Task statement: Where the line containing "Okay, I'll take the bet. The stone path" appears in the records below, begin there and write out each line exactly until the last one, and nothing more.

Entries supplied:
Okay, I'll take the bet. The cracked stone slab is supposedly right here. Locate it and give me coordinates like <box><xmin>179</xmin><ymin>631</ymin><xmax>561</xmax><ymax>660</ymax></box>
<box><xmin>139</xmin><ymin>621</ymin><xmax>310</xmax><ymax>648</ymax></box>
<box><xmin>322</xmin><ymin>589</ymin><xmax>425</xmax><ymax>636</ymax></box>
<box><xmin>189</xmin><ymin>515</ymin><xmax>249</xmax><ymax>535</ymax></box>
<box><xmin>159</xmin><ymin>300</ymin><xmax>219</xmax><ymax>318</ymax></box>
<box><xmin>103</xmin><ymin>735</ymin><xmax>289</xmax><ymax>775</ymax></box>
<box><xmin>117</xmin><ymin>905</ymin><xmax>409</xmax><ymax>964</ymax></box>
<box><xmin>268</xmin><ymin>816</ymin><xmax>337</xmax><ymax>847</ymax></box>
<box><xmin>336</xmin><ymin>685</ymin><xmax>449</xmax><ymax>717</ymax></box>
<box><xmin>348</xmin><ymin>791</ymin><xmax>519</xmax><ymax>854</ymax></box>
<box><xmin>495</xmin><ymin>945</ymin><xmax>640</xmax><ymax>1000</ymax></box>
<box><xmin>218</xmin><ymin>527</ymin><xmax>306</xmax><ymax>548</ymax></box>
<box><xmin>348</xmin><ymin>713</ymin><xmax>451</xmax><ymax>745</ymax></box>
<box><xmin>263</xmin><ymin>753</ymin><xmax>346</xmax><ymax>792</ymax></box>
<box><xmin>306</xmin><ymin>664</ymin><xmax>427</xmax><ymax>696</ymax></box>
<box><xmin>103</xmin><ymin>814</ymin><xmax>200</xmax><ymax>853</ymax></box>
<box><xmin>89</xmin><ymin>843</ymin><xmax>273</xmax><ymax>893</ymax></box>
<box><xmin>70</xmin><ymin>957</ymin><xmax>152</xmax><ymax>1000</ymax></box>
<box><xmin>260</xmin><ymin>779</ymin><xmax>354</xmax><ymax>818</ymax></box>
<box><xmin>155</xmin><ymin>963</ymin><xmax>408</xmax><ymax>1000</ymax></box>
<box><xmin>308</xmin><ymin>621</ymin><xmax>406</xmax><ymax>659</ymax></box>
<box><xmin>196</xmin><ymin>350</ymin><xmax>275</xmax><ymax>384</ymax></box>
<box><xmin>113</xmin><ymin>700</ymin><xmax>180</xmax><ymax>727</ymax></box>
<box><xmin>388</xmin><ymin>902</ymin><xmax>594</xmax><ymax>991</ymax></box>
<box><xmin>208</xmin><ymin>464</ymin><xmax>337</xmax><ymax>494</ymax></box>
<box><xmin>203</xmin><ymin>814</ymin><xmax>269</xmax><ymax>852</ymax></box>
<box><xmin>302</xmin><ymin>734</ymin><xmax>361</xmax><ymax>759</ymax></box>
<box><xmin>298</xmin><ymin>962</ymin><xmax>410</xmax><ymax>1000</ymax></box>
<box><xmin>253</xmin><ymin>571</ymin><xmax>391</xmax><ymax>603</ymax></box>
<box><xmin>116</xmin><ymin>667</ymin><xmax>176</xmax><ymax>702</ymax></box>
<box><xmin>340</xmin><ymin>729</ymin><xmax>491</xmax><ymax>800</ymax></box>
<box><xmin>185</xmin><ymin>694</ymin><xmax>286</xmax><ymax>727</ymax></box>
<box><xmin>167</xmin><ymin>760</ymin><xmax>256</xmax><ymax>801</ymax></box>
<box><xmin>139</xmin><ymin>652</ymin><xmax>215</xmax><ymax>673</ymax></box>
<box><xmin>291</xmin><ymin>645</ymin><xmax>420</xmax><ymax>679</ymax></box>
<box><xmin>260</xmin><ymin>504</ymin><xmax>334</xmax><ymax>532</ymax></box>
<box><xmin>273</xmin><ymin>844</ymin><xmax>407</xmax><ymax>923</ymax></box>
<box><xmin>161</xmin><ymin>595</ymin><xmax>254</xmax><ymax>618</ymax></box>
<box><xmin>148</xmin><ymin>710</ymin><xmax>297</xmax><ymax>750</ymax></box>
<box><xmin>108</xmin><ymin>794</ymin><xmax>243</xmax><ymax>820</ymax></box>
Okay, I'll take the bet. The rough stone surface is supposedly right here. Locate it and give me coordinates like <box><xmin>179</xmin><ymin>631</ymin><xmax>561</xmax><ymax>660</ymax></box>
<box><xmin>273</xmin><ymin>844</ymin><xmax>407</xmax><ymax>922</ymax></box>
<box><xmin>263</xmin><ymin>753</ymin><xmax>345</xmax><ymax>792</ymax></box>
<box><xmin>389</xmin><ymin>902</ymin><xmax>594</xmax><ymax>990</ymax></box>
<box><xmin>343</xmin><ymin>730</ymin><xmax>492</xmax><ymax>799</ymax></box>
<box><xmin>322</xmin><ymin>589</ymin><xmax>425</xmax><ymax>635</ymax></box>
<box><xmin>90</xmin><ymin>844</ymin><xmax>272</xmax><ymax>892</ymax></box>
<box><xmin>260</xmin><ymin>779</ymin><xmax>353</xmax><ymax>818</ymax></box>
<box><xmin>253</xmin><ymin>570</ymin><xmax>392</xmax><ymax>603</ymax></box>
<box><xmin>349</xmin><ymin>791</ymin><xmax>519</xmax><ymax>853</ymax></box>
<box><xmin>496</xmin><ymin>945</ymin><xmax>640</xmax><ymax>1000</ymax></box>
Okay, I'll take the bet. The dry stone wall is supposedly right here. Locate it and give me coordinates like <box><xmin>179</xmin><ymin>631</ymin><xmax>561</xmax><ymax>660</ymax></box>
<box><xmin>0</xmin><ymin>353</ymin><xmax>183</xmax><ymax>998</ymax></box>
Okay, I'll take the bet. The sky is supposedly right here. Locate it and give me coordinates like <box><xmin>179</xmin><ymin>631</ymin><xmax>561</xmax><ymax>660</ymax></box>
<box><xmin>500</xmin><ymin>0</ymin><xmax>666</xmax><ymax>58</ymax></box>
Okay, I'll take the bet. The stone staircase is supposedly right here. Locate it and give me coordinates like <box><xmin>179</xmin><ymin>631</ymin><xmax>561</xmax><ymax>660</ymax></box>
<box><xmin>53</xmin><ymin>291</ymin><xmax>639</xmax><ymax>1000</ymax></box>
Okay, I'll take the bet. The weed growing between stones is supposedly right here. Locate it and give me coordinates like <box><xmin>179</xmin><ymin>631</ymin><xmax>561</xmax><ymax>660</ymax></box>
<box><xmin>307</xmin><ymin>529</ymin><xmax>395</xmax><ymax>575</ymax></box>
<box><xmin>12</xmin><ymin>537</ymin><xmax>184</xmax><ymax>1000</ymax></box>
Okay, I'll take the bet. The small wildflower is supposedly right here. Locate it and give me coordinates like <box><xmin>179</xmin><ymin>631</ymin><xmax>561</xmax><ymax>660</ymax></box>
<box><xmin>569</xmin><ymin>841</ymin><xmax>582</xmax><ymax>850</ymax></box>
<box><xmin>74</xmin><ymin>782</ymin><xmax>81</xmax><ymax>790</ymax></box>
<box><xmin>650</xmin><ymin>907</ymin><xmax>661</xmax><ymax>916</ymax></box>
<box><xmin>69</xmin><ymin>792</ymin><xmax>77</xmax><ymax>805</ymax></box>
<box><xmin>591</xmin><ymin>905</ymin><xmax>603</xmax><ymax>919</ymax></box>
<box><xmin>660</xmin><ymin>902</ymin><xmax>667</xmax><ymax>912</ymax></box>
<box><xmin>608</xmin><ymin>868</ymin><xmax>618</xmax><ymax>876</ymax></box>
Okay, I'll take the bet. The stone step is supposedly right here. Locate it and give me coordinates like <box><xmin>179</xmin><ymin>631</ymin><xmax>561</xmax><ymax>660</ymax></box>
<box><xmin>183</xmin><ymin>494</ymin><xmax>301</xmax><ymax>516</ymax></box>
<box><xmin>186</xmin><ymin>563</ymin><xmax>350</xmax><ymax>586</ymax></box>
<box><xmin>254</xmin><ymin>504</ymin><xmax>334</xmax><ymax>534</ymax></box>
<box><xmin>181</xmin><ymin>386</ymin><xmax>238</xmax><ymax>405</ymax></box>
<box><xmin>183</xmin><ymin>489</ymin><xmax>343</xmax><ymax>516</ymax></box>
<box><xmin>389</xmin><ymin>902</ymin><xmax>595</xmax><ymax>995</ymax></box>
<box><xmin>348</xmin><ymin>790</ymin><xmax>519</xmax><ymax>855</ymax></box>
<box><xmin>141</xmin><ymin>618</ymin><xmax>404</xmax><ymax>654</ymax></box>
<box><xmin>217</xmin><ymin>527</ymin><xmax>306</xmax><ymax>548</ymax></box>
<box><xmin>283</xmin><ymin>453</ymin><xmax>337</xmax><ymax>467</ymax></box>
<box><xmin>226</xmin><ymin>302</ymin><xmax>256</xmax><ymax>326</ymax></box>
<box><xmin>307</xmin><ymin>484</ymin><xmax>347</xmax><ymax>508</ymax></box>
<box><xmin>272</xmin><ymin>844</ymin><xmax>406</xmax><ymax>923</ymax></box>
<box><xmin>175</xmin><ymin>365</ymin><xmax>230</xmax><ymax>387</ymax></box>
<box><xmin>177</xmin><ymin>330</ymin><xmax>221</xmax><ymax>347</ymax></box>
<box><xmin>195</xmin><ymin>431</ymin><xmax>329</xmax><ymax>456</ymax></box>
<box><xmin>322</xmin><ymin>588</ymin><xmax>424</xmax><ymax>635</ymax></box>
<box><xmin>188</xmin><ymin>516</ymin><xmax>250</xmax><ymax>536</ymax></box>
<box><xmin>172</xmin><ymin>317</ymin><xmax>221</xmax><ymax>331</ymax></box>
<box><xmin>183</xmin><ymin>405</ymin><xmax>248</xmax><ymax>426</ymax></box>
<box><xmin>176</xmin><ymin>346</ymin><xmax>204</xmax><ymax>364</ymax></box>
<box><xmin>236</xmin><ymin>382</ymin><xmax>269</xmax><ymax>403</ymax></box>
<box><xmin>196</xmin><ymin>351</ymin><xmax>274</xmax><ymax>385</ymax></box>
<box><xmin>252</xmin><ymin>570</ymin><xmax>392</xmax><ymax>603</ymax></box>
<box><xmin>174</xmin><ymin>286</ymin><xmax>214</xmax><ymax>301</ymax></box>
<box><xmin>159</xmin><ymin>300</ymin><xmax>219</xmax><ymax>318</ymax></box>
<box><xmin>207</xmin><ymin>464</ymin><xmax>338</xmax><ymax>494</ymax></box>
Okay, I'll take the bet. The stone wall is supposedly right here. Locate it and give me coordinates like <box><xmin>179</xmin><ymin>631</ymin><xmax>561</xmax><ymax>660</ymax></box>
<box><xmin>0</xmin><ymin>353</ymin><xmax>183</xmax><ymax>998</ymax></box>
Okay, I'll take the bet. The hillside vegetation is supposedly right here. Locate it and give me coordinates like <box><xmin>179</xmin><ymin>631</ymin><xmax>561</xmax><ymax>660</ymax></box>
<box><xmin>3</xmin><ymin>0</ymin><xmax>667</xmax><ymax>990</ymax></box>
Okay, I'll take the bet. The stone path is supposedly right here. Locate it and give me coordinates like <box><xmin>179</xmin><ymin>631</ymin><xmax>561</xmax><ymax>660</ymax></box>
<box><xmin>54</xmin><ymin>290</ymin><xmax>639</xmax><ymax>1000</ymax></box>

Answer for the task:
Okay, I'll take the bet. The stone path is supposedly right here. Locate it and give me coordinates like <box><xmin>179</xmin><ymin>631</ymin><xmax>561</xmax><ymax>660</ymax></box>
<box><xmin>54</xmin><ymin>290</ymin><xmax>639</xmax><ymax>1000</ymax></box>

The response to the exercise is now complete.